出題 1:
温度ヒューズの文章を読んで、次の問いに答えてください。
(a) 温度ヒューズの可溶合金エレメントに求められる融点は何℃から何℃までですか。
(b) 昔から温度ヒューズのヒューズエレメントに使われてきた合金は、何を主成分としていますか。
(c) 【解決手段】では、可溶合金エレメントの各端部はどこに収められていますか。
出題 2:
次の三つの文が温度ヒューズの文章と合っているかどうか、「はい」か「いいえ」で答えてください。それぞれ決め手となる本文の言葉も引用してください。
(a) はんだ付けで求められるはんだの融点は、温度ヒューズの可溶合金エレメントに求められる融点より高い。
(b) Bi−Snの二元合金にはInが含まれている。
(c) 溶けた低融点可溶合金片は、表面張力で丸くなって分断される。
出題 3: 温度ヒューズの文章から、「しかしながら、はんだ付けには」から「せるもの等が提案されている。」までの部分を、終わりの語句も含めて一字も変えずに抜き出してください。

本文抜粋:
—————

説明

アキシャル型温度ヒューズ

【課題】筒状ケースタイプのアキシャル型温度ヒューズにおいて、可溶合金エレメント2に鉛フリー合金を使用しても、可溶合金エレメント2とリード線1との優れた機械的強度を確保できるようにする。
【解決手段】可溶合金エレメント2の各端部が各リード線1,1の先端々面の凹部10,10に収容されてその間が接合されている。

【発明の詳細な説明】
【技術分野】
【0001】
本発明はアキシャル型の筒状ケース温度ヒューズに関するものである。
【背景技術】
【0002】
合金型温度ヒューズは、低融点可溶合金片をヒューズエレメントとしており、被保護機器に熱的に接触して取付けられ、機器の過電流に基づく異常発熱で低融点可溶合金片が溶融され、溶融合金の表面張力に基づく球状化で分断されて機器への給電が遮断される。従って、機器の火災等の事故の発生を未然に防止できる。
この合金型温度ヒューズとして、一対のリード線の先端間に可溶合金エレメントを接合し、その可溶合金エレメントにフラックスを塗布し、このフラックス塗布可溶合金エレメント上に筒状ケースを挿通し、該ケースの各端開口と各リード線との間を封止したアキシャル型の筒状ケース温度ヒューズが多用されている。
その作動機構は、被保護機器の異常発熱で可溶合金エレメントが溶融され、その溶融合金が溶融フラックスの活性化によるバックアップのもとで表面張力によりリード線に濡れ拡がって球状化分断され、通電が遮断されて被保護機器の通電発熱が停止され、被保護機器の冷却に伴い分断合金が凝固されることにあり、この分断により機器への給電が遮断され機器の燃焼等を未然に防止している。
【発明の開示】
【発明が解決しようとする課題】
【0003】
旧来、合金型温度ヒューズのヒューズエレメントには、Pbを主成分とする合金が使用されている。しかしながら、鉛部品乃至鉛合金部品の廃棄による環境汚染が地球規模で問題視され、近来、はんだを含む多くの分野で鉛フリー化が企画され、温度ヒューズの分野においても、可溶合金エレメントの鉛フリー化が進められている。
しかしながら、はんだ付けには、リフロー法やフロー法が使用され、要求されるはんだ融点が240℃〜270℃といった高温であるのに対し、温度ヒューズの可溶合金エレメントに要求される融点は55℃〜230℃である。
従って、温度ヒューズの可溶合金エレメントの組成には、Bi及びInを含み残部がSnであるBi−In−Snの三元合金(例えば特許文献1、2)、Biを含み残部がSnであるBi−Snの二元合金(例えば特許文献3)、Inを含み残部がSnであるIn−Snの二元合金(例えば特許文献4)、これらに少量のAg、Cu、Au等を添加してその温度特性を充分に保持させつつ導電性や機械的強度を向上させるもの等が提案されている。

—————

資料:
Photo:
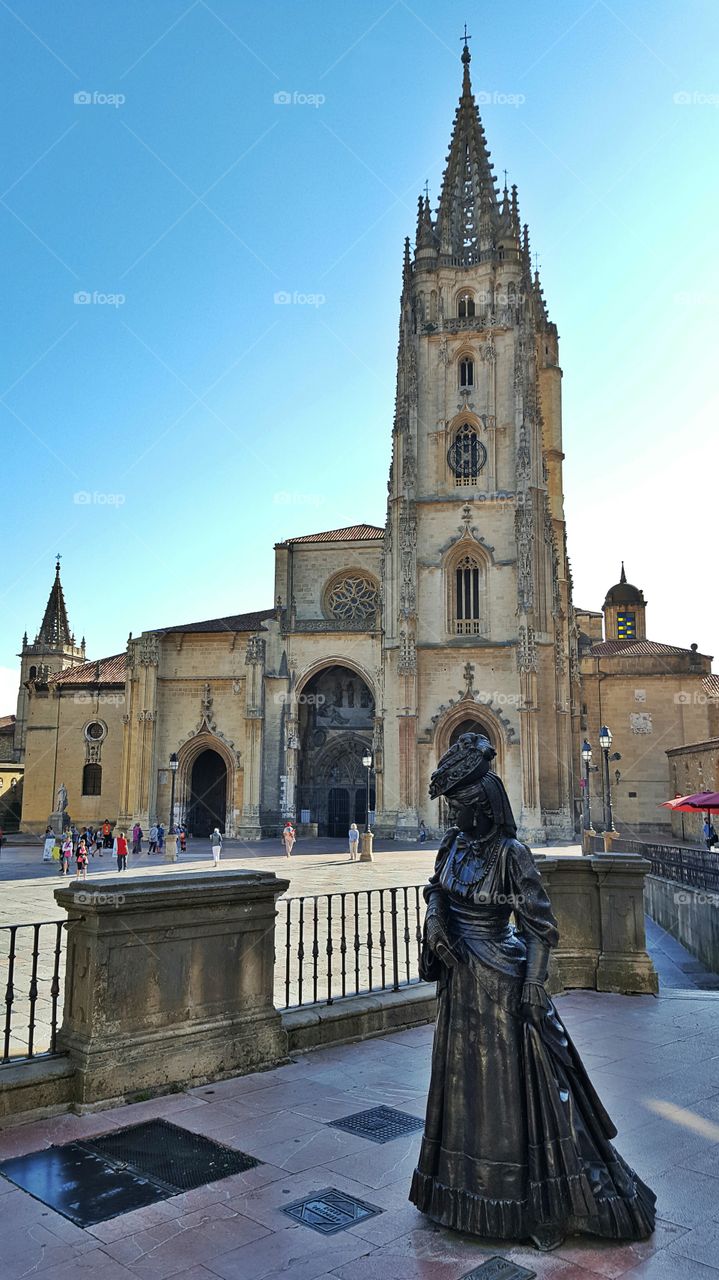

—————

解答 1:
(a) 55℃から230℃まで
(b) Pb
(c) 各リード線の先端々面の凹部

解答 2:
(a) はい。「要求されるはんだ融点が240℃〜270℃といった高温であるのに対し、温度ヒューズの可溶合金エレメントに要求される融点は55℃〜230℃である」
(b) いいえ。「Biを含み残部がSnであるBi−Snの二元合金」
(c) はい。「溶融合金の表面張力に基づく球状化で分断されて機器への給電が遮断される」

解答 3:
しかしながら、はんだ付けには、リフロー法やフロー法が使用され、要求されるはんだ融点が240℃〜270℃といった高温であるのに対し、温度ヒューズの可溶合金エレメントに要求される融点は55℃〜230℃である。
従って、温度ヒューズの可溶合金エレメントの組成には、Bi及びInを含み残部がSnであるBi−In−Snの三元合金(例えば特許文献1、2)、Biを含み残部がSnであるBi−Snの二元合金(例えば特許文献3)、Inを含み残部がSnであるIn−Snの二元合金(例えば特許文献4)、これらに少量のAg、Cu、Au等を添加してその温度特性を充分に保持させつつ導電性や機械的強度を向上させるもの等が提案されている。